=== Exercise details ===
Tally the lines below that include "logo" and give only the total.

=== Images for object localization ===
--- START ---

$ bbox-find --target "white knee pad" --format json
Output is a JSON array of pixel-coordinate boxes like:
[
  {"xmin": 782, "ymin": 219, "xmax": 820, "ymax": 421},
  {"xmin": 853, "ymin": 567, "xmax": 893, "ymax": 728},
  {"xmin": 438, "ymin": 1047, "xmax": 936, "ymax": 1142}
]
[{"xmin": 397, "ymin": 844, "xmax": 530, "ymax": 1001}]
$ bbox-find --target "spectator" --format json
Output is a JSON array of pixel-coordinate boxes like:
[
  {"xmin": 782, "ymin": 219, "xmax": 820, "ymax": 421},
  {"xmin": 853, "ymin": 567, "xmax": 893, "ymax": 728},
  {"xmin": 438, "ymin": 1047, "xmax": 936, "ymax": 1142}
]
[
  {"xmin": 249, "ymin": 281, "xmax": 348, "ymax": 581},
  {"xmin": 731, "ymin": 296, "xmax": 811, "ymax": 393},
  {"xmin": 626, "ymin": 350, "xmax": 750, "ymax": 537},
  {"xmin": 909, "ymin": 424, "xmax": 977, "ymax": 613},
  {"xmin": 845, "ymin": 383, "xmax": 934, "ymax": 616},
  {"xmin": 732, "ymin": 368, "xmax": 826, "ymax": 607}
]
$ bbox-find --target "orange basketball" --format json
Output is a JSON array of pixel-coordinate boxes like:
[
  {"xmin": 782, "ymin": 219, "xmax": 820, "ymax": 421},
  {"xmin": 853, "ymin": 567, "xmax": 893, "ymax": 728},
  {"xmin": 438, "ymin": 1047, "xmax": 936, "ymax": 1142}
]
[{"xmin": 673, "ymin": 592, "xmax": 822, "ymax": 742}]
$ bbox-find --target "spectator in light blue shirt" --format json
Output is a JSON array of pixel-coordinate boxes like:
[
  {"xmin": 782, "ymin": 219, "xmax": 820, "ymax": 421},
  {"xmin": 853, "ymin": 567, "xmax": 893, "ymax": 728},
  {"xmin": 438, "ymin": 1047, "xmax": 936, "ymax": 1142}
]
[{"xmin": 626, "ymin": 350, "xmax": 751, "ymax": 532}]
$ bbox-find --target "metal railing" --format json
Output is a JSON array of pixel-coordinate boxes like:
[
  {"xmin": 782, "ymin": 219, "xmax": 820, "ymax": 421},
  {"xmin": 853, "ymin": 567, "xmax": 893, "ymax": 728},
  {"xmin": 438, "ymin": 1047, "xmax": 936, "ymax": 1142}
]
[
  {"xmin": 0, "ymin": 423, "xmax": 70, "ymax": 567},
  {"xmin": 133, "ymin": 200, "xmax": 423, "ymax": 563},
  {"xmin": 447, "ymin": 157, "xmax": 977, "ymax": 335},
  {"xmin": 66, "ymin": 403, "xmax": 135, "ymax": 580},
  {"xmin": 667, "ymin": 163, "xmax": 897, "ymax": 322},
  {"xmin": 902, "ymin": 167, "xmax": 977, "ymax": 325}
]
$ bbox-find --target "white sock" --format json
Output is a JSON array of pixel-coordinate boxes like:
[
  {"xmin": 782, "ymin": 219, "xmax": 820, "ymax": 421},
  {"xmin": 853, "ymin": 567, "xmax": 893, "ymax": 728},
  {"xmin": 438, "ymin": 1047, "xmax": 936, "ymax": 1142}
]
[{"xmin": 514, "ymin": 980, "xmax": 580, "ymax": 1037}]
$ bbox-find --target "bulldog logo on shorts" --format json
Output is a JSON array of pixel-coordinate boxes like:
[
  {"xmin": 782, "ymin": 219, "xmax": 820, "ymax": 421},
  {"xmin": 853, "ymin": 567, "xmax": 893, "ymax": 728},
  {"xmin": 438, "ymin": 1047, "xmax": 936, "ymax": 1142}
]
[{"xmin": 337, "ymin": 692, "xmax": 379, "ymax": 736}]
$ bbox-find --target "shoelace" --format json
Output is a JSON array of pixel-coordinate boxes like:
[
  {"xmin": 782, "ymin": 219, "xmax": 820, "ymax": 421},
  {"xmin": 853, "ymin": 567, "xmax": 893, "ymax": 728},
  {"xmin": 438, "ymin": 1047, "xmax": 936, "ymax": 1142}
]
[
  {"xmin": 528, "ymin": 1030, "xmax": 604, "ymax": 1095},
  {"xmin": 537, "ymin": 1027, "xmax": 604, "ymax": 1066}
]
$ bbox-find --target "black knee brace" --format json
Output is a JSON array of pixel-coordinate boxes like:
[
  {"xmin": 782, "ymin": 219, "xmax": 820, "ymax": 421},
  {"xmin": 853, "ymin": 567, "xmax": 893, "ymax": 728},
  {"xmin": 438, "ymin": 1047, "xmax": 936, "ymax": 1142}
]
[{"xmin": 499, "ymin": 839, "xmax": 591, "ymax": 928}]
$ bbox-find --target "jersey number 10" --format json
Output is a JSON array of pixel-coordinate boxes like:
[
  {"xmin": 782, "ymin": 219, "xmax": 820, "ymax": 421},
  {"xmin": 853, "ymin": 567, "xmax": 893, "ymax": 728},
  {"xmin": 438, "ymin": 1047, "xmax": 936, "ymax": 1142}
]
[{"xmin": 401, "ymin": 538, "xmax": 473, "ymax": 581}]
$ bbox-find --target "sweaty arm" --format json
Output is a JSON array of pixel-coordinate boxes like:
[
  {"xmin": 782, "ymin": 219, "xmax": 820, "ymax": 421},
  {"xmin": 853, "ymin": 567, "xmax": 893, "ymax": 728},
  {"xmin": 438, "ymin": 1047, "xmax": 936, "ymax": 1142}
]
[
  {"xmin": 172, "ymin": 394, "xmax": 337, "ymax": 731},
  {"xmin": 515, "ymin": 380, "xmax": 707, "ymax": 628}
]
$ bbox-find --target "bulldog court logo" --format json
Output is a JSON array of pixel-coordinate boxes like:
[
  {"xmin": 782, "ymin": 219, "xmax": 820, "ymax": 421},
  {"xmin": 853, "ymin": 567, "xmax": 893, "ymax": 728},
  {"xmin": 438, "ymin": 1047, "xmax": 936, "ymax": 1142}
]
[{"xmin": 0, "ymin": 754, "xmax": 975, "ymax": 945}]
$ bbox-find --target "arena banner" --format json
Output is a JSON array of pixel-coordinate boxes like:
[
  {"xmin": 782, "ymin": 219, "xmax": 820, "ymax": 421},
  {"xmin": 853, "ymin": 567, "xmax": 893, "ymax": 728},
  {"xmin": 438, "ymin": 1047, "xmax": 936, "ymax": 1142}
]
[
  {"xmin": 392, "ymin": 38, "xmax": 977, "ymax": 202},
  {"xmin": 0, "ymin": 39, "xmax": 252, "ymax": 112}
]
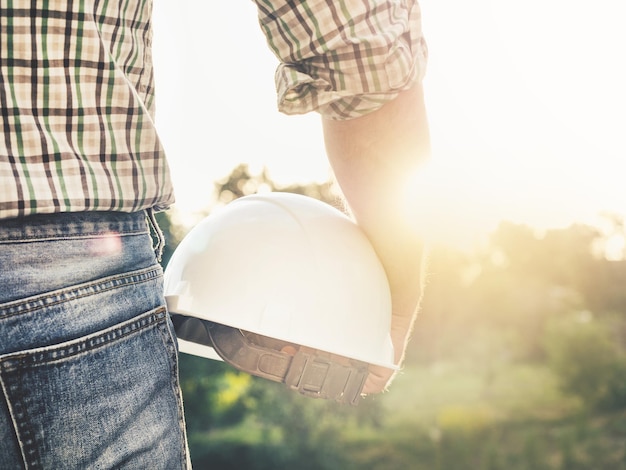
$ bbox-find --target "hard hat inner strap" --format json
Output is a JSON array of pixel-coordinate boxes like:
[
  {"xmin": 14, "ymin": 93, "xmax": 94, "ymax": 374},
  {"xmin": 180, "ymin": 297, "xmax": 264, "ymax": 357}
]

--- END ---

=== Written solution ===
2